#### Source:
::::::
A Swedish Member of the European Parliament (MEP) Anna Maria Corazza Bildt (EPP Group) recently published her Draft Report on the implementation of the Directive. It contains some positive elements, in particular, a call for a proportionality approach. Nevertheless, the draft report contains points that should be improved. For example, its criticism towards the Commission and the Member States with regards to the flaws in the implementation of this important instrument is too gentle. It depicts the “darknet” as a challenge, and ignores the benefits it provides to the internet ecosystem. The report also describes encryption as a “new” technology that creates one of the “main challenges” for law enforcement and judicial authorities, while ignoring that encryption is needed to share sensitive information concerning criminal investigations.
::::::
#### Collected material:
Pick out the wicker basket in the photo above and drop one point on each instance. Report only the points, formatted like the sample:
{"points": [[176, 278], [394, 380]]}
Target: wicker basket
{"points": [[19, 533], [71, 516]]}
::::::
#### What needs to be done:
Decide whether each statement agrees with the passage about the draft report, answering yes or no and quoting the words from the passage that settle it. (a) The draft report was published by a Swedish MEP. (b) The passage finds the draft report's criticism of the Commission and the Member States too harsh. (c) The draft report presents encryption as a long-established technology. The material is separate from the passage about the draft report.

#### In response:
(a) Yes: "A Swedish Member of the European Parliament (MEP) Anna Maria Corazza Bildt (EPP Group) recently published her Draft Report"
(b) No: "its criticism towards the Commission and the Member States with regards to the flaws in the implementation of this important instrument is too gentle"
(c) No: "The report also describes encryption as a “new” technology"